• Written problem: Find every line in the data below that contains the word "blue" and copy each of those lines.

***** Data for the task *****

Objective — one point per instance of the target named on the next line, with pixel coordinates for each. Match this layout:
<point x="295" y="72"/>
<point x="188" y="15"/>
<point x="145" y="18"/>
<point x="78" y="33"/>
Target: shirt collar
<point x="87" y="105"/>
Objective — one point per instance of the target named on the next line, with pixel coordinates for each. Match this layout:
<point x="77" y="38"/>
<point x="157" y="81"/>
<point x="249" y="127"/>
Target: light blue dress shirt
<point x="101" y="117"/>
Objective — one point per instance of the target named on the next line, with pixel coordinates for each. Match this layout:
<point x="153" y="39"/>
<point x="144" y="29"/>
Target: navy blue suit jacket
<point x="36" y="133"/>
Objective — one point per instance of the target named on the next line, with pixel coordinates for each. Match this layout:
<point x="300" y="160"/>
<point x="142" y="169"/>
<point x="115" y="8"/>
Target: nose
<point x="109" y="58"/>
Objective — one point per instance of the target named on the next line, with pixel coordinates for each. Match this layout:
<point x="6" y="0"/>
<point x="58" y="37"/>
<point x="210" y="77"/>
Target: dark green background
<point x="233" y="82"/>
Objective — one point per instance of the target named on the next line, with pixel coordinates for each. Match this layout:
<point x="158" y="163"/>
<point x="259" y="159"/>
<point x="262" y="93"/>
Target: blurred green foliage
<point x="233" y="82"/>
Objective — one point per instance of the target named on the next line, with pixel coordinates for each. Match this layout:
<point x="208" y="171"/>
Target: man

*****
***** Data for the task *****

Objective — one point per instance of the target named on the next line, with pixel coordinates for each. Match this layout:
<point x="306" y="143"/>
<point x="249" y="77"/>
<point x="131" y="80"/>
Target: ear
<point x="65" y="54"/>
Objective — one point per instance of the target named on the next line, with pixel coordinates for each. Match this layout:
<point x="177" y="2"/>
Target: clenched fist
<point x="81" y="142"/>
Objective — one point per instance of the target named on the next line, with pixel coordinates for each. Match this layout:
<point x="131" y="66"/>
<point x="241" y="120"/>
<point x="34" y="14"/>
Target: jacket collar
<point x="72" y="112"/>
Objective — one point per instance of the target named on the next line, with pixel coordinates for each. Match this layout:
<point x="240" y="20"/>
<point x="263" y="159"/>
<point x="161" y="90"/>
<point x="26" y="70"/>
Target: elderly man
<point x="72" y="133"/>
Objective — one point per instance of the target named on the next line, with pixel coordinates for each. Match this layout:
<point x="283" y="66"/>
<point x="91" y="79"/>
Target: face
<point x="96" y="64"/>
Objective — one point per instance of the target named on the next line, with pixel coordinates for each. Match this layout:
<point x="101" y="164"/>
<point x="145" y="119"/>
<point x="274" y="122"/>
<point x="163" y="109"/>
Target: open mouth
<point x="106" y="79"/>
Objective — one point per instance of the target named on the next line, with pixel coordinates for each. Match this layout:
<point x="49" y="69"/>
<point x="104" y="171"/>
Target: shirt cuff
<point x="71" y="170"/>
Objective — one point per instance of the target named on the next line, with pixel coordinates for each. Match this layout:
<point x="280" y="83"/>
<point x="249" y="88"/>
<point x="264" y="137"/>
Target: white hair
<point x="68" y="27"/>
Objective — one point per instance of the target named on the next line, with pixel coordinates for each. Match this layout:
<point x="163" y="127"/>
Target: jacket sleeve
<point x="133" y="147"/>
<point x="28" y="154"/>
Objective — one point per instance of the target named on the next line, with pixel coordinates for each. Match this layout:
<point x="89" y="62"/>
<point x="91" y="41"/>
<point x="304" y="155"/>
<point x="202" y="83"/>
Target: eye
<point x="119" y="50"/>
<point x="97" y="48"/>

*****

• Solution to the exercise:
Target: light blue dress shirt
Target: navy blue suit jacket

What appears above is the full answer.